# [Provided records]
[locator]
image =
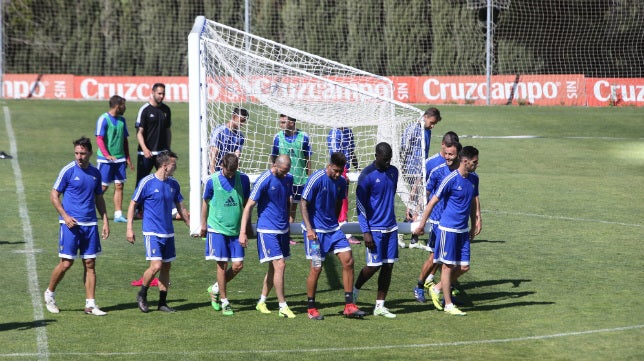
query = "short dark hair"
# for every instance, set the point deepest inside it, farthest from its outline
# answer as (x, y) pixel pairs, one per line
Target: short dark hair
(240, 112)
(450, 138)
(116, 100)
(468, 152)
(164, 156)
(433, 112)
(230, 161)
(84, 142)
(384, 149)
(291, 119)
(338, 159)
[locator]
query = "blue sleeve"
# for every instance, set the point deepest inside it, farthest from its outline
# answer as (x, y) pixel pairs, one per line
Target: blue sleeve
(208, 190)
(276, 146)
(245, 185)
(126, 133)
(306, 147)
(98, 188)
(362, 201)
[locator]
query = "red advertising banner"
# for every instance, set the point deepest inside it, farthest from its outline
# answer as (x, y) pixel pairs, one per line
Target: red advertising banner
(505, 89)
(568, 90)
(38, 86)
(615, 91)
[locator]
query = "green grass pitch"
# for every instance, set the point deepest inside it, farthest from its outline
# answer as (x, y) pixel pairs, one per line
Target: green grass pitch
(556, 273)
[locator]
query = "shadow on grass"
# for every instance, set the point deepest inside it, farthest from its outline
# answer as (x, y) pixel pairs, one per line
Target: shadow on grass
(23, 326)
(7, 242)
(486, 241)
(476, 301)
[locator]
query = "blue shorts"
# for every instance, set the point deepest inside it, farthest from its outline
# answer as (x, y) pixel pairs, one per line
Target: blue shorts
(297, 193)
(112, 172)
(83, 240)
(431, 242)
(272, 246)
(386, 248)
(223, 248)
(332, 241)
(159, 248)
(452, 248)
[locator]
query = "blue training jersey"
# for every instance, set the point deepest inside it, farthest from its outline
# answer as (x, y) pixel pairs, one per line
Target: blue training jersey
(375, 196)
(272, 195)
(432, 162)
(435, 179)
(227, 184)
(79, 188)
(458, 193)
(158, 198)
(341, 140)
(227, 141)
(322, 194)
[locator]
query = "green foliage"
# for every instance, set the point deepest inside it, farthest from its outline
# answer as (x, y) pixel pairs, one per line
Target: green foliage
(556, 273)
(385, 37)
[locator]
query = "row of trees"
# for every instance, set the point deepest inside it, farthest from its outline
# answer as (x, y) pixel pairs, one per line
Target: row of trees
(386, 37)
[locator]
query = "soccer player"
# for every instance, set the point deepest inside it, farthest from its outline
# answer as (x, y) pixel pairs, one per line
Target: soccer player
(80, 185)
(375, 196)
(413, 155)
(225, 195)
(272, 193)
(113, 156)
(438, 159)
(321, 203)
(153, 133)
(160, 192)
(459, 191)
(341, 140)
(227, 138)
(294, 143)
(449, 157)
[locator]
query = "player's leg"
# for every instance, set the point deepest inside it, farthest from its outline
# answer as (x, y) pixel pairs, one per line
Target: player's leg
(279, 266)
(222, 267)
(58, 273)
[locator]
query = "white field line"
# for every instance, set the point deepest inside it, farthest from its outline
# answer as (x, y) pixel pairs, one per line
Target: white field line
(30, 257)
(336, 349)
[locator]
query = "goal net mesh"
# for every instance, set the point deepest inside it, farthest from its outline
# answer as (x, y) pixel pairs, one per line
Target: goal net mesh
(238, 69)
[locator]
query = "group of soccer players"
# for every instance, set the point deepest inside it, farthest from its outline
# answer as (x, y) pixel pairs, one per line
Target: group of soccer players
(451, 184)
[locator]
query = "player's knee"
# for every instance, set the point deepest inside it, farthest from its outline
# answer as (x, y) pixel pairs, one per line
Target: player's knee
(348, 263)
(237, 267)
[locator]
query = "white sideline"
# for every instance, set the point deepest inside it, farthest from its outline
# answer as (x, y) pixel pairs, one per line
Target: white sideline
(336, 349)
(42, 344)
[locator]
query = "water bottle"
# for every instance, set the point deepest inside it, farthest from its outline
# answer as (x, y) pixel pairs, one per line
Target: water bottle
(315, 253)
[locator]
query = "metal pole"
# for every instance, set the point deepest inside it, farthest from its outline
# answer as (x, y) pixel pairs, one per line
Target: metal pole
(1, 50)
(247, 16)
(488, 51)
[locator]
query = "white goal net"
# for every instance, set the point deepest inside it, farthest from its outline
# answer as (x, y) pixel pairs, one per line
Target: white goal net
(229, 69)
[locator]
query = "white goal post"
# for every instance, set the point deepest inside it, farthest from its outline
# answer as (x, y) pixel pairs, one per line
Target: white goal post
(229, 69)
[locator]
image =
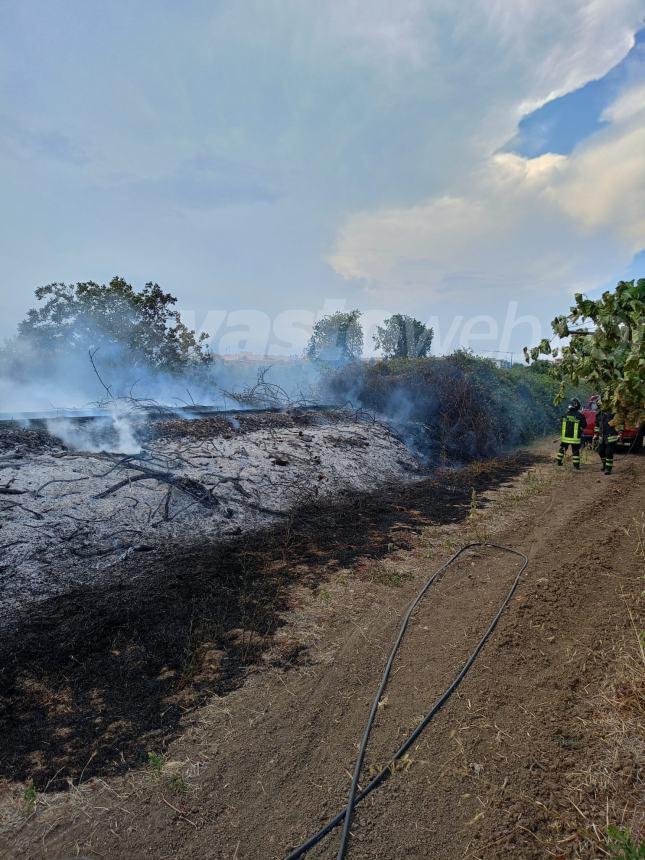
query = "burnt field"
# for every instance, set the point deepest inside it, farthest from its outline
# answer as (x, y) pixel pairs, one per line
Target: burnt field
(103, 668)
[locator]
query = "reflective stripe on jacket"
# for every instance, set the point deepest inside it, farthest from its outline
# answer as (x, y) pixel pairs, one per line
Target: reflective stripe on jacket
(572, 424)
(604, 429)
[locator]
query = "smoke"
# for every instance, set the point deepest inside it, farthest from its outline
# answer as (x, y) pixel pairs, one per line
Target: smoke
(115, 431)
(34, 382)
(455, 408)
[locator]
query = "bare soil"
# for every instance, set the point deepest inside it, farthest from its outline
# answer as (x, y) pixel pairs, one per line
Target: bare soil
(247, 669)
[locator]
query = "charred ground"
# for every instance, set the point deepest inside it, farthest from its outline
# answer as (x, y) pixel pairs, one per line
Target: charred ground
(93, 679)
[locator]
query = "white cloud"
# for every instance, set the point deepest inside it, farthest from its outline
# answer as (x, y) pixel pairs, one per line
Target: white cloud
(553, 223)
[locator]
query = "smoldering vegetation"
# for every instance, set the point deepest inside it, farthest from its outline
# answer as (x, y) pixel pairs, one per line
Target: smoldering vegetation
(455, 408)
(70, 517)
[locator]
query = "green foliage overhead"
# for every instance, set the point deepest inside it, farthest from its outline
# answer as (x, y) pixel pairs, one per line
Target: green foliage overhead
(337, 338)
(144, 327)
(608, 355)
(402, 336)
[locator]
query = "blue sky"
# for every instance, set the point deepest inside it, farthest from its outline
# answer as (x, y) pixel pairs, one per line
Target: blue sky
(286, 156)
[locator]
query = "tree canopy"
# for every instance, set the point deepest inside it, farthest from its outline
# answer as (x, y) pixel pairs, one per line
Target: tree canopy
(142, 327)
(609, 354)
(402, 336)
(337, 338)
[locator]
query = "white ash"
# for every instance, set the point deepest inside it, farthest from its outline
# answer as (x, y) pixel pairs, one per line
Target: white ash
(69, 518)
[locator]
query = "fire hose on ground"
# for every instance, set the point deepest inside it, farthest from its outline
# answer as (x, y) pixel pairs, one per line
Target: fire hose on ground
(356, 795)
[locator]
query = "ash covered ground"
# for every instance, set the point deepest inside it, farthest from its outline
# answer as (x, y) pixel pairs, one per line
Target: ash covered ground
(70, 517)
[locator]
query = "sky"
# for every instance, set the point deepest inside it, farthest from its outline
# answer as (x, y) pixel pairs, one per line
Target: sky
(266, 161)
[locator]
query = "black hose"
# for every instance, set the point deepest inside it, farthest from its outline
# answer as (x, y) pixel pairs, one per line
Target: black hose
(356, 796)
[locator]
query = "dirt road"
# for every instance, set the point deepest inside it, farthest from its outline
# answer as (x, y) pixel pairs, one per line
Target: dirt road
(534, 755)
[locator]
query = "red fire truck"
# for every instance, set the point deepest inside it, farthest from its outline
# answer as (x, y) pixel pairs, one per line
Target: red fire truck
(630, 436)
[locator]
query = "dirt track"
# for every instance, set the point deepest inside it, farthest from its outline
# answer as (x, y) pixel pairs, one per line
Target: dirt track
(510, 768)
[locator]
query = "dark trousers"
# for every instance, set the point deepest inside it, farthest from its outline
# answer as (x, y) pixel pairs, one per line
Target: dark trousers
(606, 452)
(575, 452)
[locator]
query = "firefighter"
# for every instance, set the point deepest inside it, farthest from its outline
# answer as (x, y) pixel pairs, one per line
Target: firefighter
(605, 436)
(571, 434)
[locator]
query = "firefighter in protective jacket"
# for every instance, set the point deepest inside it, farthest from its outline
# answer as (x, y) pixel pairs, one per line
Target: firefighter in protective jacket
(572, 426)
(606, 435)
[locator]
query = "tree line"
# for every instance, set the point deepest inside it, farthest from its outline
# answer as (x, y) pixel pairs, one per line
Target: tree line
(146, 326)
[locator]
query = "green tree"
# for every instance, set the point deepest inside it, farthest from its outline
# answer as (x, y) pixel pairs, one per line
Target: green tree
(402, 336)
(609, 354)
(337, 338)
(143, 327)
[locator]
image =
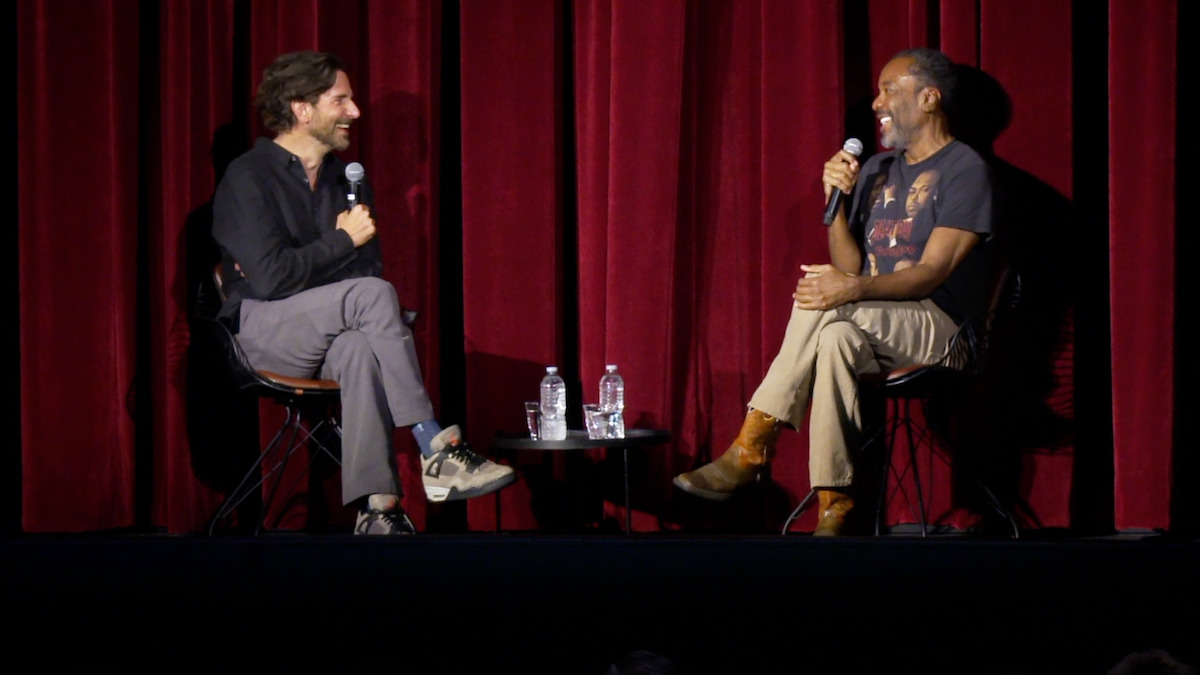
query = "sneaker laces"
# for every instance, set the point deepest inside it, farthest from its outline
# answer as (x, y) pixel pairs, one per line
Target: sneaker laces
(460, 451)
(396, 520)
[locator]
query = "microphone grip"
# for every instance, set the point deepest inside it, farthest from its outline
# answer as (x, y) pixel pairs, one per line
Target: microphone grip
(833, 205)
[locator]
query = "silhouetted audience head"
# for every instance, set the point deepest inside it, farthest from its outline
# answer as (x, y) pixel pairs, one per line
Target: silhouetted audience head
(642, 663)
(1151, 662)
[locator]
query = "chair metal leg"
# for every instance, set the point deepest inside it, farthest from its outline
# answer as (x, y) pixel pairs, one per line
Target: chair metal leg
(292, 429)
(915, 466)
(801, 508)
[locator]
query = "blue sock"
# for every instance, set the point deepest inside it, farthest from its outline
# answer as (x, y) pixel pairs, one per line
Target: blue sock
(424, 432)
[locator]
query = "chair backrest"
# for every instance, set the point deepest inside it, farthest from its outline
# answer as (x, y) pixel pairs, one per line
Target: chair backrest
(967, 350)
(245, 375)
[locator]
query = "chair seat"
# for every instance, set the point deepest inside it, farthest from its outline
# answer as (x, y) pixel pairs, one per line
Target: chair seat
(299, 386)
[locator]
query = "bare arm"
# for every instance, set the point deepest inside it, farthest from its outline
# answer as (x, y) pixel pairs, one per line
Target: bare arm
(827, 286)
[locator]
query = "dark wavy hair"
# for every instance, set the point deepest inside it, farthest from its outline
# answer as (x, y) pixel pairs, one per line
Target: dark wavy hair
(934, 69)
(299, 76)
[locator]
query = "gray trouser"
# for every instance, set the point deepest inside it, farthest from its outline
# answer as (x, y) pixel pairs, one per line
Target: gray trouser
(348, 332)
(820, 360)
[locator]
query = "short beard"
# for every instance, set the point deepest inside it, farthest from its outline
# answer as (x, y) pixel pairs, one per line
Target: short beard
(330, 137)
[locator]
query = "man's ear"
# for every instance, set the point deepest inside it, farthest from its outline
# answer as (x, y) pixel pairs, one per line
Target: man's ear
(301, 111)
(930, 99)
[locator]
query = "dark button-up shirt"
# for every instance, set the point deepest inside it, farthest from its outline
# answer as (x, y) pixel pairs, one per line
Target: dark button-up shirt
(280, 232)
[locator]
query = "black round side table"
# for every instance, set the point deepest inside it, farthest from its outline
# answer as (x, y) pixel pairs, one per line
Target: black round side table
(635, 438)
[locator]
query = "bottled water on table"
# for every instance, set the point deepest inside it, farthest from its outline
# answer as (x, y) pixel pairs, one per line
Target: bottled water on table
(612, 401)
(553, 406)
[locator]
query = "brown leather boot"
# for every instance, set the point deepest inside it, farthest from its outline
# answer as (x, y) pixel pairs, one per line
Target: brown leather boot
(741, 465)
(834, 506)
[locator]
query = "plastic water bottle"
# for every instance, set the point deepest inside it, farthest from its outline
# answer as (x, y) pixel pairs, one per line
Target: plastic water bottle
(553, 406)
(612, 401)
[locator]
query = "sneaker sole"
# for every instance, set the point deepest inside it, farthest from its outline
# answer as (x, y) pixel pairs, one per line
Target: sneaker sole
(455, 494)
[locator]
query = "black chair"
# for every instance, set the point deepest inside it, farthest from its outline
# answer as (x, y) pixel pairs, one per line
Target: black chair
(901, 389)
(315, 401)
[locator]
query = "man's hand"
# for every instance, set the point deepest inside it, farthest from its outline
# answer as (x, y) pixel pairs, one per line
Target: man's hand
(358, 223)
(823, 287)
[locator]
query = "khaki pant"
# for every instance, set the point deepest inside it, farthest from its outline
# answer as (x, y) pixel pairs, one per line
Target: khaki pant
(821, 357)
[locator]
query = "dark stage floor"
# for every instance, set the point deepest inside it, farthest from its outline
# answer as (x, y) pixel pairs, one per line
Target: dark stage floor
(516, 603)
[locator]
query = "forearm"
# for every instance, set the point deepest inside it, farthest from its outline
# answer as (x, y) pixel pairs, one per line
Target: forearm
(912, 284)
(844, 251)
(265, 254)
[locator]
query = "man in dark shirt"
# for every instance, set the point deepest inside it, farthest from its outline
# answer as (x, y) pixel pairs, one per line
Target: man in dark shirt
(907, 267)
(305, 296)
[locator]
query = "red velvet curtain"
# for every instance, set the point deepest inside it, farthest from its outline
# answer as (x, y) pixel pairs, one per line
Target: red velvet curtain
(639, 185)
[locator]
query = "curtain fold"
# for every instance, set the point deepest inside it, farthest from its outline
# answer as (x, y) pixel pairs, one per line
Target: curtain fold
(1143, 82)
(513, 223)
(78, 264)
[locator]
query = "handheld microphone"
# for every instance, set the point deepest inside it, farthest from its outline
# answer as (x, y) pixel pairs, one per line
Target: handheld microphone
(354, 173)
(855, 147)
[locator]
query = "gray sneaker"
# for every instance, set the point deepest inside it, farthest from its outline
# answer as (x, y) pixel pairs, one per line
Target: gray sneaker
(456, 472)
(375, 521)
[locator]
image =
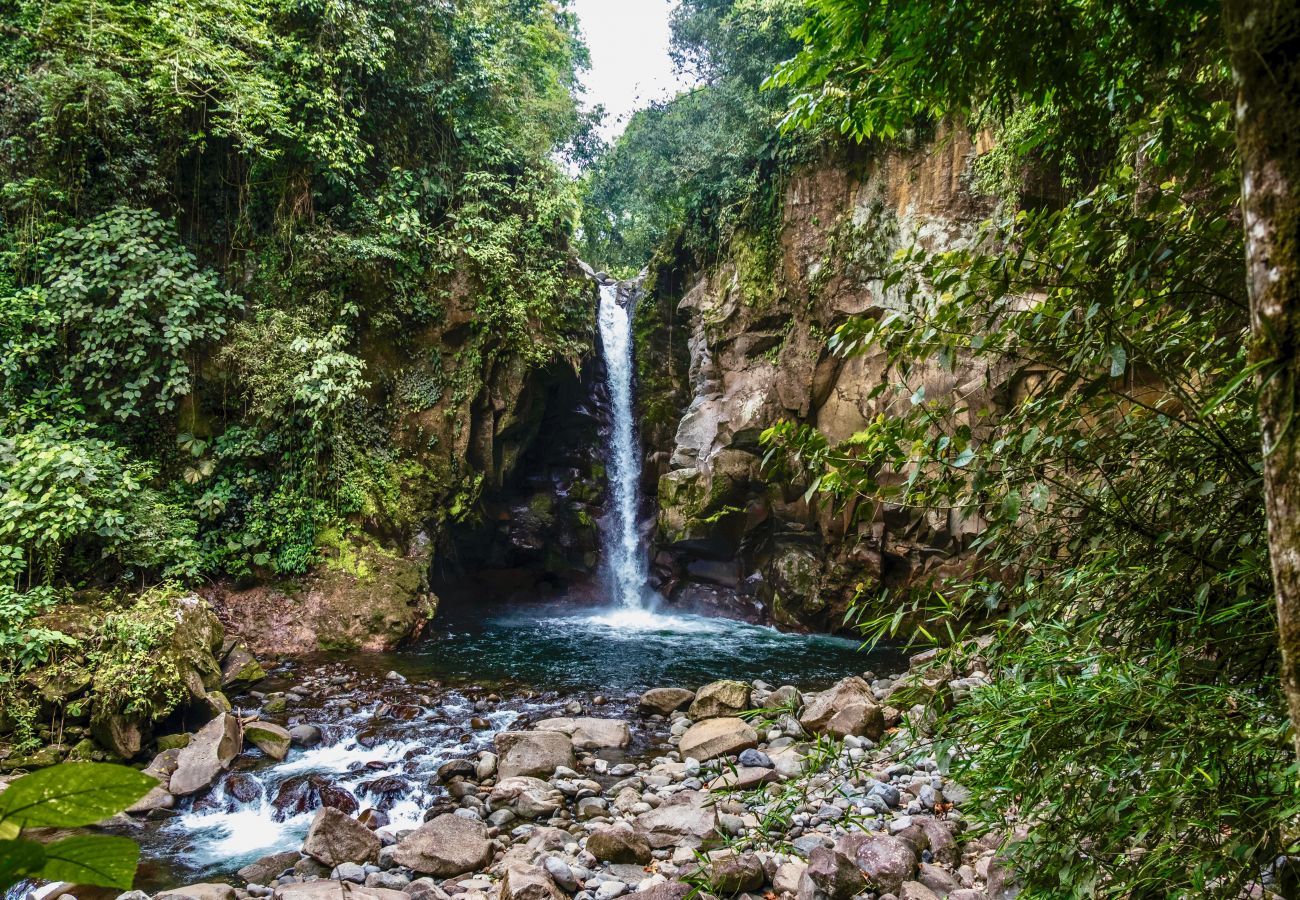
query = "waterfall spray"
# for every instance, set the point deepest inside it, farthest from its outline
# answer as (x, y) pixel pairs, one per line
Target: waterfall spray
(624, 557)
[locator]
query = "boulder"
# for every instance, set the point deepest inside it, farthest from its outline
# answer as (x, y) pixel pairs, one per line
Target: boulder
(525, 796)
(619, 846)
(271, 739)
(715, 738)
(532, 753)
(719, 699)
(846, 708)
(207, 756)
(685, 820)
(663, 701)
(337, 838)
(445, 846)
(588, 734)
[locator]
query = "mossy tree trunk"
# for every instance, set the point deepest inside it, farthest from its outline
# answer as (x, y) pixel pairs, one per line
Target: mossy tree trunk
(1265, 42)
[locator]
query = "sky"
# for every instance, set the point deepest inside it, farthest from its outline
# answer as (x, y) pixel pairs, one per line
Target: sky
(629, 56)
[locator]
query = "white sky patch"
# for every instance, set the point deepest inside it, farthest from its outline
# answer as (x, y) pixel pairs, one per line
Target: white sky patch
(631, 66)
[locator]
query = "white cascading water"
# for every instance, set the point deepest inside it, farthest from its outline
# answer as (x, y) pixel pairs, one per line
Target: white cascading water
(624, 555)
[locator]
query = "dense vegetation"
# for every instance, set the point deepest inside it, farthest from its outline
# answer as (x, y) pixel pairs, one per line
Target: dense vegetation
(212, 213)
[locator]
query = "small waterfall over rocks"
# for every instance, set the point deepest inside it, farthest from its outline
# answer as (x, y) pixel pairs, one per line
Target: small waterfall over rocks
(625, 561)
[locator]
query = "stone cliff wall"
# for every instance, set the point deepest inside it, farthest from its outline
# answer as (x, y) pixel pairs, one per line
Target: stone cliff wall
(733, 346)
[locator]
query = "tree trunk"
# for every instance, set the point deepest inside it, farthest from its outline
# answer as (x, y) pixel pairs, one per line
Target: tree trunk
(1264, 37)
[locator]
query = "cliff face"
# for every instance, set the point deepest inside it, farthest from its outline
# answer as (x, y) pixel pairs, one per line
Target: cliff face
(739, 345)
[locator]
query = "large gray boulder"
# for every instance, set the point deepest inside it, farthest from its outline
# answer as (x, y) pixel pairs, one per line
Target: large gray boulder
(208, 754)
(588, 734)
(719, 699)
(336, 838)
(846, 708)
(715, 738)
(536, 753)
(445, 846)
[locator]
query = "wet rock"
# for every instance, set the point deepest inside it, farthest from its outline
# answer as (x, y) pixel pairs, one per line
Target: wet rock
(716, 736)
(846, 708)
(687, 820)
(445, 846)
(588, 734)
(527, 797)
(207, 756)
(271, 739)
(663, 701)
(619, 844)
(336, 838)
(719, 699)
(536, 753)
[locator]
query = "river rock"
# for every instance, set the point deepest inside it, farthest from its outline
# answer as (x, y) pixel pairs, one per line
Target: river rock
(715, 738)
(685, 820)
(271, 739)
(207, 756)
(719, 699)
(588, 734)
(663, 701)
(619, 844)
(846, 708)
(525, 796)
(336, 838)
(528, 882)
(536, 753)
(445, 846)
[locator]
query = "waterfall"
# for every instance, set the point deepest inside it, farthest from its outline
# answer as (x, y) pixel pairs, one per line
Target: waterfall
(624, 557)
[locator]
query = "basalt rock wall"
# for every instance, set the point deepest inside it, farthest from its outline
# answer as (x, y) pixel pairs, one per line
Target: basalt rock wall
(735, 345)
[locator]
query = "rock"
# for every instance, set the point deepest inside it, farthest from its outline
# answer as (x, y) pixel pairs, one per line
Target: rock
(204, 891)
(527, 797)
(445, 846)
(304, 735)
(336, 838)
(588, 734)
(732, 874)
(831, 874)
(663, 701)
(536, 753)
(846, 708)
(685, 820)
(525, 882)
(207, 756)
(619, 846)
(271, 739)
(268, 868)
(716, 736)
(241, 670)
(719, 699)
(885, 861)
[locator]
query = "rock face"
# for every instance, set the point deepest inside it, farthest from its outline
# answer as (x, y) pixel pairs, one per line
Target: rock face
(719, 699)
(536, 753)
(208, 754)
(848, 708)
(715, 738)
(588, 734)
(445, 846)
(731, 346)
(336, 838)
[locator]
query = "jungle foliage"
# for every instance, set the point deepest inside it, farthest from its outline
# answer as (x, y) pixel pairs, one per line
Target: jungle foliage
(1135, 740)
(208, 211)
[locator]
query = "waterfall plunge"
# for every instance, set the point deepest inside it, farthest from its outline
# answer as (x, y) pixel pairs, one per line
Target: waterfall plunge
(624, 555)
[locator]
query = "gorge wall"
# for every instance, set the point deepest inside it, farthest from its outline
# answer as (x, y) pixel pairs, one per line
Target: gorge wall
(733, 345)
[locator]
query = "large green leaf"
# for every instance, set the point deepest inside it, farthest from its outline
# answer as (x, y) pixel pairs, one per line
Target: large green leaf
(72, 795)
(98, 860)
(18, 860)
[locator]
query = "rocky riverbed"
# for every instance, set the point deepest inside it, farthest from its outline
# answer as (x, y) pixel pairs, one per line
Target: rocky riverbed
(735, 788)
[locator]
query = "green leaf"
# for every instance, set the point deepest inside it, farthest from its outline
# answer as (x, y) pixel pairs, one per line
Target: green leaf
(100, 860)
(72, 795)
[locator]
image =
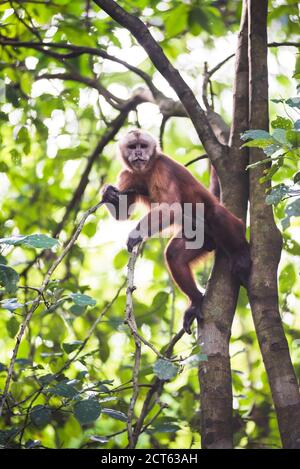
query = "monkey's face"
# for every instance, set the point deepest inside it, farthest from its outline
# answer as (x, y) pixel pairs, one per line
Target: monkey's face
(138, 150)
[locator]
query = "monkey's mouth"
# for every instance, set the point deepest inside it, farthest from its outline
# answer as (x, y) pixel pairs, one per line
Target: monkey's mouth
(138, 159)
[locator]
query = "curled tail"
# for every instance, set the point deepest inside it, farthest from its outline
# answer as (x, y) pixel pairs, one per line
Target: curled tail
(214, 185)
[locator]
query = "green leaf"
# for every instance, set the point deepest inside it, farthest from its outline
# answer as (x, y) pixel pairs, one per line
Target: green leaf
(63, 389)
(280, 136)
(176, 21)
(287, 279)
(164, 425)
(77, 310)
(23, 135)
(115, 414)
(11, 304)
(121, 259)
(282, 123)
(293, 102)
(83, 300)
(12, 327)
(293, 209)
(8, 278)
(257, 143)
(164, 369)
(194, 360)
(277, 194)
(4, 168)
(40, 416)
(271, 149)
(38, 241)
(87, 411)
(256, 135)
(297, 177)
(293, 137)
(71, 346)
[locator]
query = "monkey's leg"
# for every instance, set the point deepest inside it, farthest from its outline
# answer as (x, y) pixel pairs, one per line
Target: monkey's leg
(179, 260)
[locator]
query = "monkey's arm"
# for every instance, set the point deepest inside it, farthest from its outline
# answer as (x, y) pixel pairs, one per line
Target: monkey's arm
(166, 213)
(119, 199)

# [Requirement]
Pull out each line in the items above that contains the word "knee". Upper and lower case must match.

# [Result below]
query = "player's knee"
Target: player's knee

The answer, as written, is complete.